[start of Source document]

May 27 2009 6:11pm
The City & The City

China Miéville should need no introduction here. For those who don’t know his name, he has published a number of critically acclaimed and bestselling books, such as Un Lun Dun and Perdido Street Station. Miéville always imbues his books with dazzling originality and his new novel, The City & The City, is no exception.

The City & The City takes place in the cities of Besźel and Ul Qoma. What makes them interesting is that the two cities occupy the same geographic space. And occasionally, in spaces known as cross hatches, they occupy the same physical space. Citizens of the two cities must ‘unsee’ each other, as you can only legally see and interact with things from your own city. To go to the other city, you must obtain a passport and special permission. Cars drive down a street one direction in Besźel, cross over into the other city, and drive back down the street but in Ul Qoma.

This unique characteristic of the paired cities becomes a decided problem for Inspector Tyador Borlú, who is investigating a murder. Shortly into the investigation, it becomes clear that the person was killed in Ul Qoma, but the body was dumped in Besźel. Borlú must now navigate the both cities without breaking international laws.

It is a testament to Miéville’s skill that I had a quick thought to research these cities online to learn more about them. This is hardly unusual for Miéville, as each of his novels features a setting, often a city, that is made wholly from the cloth of Miéville’s brain, and yet is so fully realized that the setting becomes another character in the novel.

Much like Jack O’Connell's work, Miéville’s benefits from having a setting with so much depth to it. As much as character to character interaction drives the plot in The City & The City, Besźel and Ul Qoma control everyone’s decisions. Borlú and his co-investigators are continually stymied by things being in Ul Qoma instead of their native Besźel. And it’s not just the fact that the settings share a strange topography; each city is complete: there are political organizations, fashions, car styles, dialects, television stations, and more and more.

And yet, despite all this, as it is every time I get further into a Miéville novel, I begin to wonder if all this build-up will pan out in the end. I’ve had a series of disappointments reading his novels where everything starts out great and builds and builds to a point where it felt like Miéville had written himself into a corner. I worried that this would happen again.

It didn’t happen this time. The novel bucked and twisted, but Miéville brought it under reign with his strongest finish to date. The City & The City is not like any other Miéville novel you’ve read. It owes as much stylistically to Hammett and Palahniuk as his earlier work owed to Moorcock and Peake.

[end of Source document]

_Stated goal 1_:
In the book review, change everything from "China Miéville should" down to "in Ul Qoma.", putting "visa" in place of "passport".
_Stated goal 2_:
Rescale the records from the line containing "breast with one point per instance." down to the end of the records, reproducing those lines with their requests and multiplying every answer coordinate by 0.65, rounded to whole numbers with halves going up. Omit the pictures from your output.

[start of Listing]

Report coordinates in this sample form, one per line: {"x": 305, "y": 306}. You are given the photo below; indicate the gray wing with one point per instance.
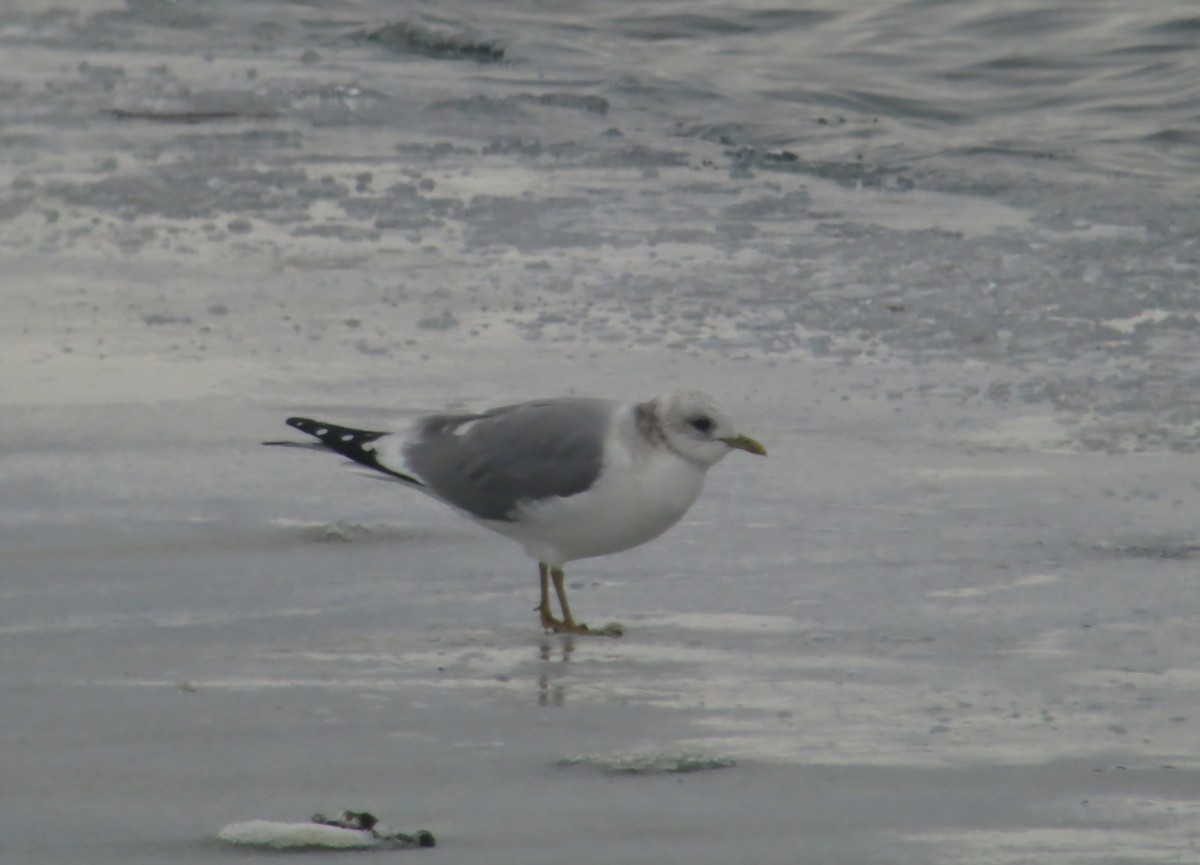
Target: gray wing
{"x": 489, "y": 463}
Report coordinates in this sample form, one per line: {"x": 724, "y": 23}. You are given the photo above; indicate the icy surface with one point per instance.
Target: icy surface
{"x": 941, "y": 259}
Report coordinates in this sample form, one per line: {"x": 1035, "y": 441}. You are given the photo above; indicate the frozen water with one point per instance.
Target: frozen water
{"x": 940, "y": 258}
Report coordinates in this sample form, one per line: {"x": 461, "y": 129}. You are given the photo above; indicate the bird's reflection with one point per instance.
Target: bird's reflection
{"x": 552, "y": 653}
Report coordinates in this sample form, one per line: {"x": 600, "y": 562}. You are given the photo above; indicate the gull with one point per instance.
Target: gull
{"x": 567, "y": 478}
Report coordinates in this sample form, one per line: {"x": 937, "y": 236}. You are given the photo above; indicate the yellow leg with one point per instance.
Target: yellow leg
{"x": 547, "y": 617}
{"x": 568, "y": 624}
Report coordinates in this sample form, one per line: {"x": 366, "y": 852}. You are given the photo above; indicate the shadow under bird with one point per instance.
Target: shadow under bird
{"x": 568, "y": 478}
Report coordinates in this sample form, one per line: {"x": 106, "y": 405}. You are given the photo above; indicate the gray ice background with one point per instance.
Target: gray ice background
{"x": 941, "y": 258}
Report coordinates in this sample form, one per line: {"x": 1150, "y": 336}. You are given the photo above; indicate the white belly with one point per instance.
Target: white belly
{"x": 623, "y": 510}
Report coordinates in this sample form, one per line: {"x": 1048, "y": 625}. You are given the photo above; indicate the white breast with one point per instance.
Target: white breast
{"x": 641, "y": 493}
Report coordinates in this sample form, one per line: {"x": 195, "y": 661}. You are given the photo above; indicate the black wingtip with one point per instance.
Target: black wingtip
{"x": 349, "y": 443}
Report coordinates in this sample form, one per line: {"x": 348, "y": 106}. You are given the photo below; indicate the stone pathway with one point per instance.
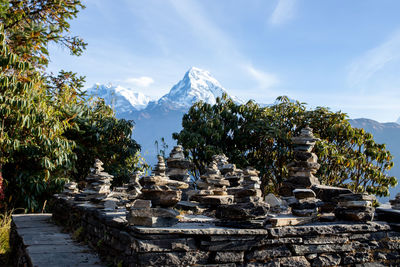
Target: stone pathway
{"x": 47, "y": 246}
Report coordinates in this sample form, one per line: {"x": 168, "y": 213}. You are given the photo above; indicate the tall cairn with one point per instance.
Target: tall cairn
{"x": 177, "y": 165}
{"x": 212, "y": 187}
{"x": 158, "y": 195}
{"x": 305, "y": 165}
{"x": 98, "y": 184}
{"x": 249, "y": 211}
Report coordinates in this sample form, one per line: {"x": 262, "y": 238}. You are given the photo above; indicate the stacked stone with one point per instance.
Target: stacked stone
{"x": 395, "y": 203}
{"x": 160, "y": 168}
{"x": 159, "y": 194}
{"x": 98, "y": 184}
{"x": 71, "y": 189}
{"x": 141, "y": 213}
{"x": 134, "y": 187}
{"x": 302, "y": 170}
{"x": 249, "y": 210}
{"x": 355, "y": 207}
{"x": 177, "y": 165}
{"x": 306, "y": 204}
{"x": 212, "y": 188}
{"x": 228, "y": 170}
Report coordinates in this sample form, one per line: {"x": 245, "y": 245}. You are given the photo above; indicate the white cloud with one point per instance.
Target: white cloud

[end of Listing]

_Finished answer 1_:
China Miéville should need no introduction here. For those who don’t know his name, he has published a number of critically acclaimed and bestselling books, such as Un Lun Dun and Perdido Street Station. Miéville always imbues his books with dazzling originality and his new novel, The City & The City, is no exception.

The City & The City takes place in the cities of Besźel and Ul Qoma. What makes them interesting is that the two cities occupy the same geographic space. And occasionally, in spaces known as cross hatches, they occupy the same physical space. Citizens of the two cities must ‘unsee’ each other, as you can only legally see and interact with things from your own city. To go to the other city, you must obtain a visa and special permission. Cars drive down a street one direction in Besźel, cross over into the other city, and drive back down the street but in Ul Qoma.

_Finished answer 2_:
Report coordinates in this sample form, one per line: {"x": 1048, "y": 625}. You are given the photo above; indicate the white breast with one point per instance.
Target: white breast
{"x": 417, "y": 320}
Report coordinates in this sample form, one per line: {"x": 195, "y": 661}. You are given the photo above; indicate the black wingtip with one point per instance.
Target: black wingtip
{"x": 227, "y": 288}
Report coordinates in this sample form, one per line: {"x": 348, "y": 106}. You are given the photo below; indicate the stone pathway with one point per instance.
Target: stone pathway
{"x": 31, "y": 160}
Report coordinates in this sample form, one per line: {"x": 168, "y": 213}. You are given the photo above; indicate the tall cairn with one point per instance.
Target: tall cairn
{"x": 115, "y": 107}
{"x": 138, "y": 122}
{"x": 103, "y": 127}
{"x": 198, "y": 107}
{"x": 64, "y": 120}
{"x": 162, "y": 137}
Report coordinates in this sample form, one per line: {"x": 262, "y": 238}. You are given the photo above; indicate the stacked stone with one point per instance.
Target: stacked stone
{"x": 257, "y": 132}
{"x": 104, "y": 109}
{"x": 103, "y": 126}
{"x": 64, "y": 120}
{"x": 46, "y": 123}
{"x": 92, "y": 138}
{"x": 87, "y": 122}
{"x": 196, "y": 111}
{"x": 162, "y": 137}
{"x": 231, "y": 135}
{"x": 115, "y": 107}
{"x": 199, "y": 133}
{"x": 138, "y": 122}
{"x": 148, "y": 111}
Report coordinates in this sample form, one per line: {"x": 245, "y": 245}. You are given the photo above; indicate the white cloud with one point per instance.
Target: white cloud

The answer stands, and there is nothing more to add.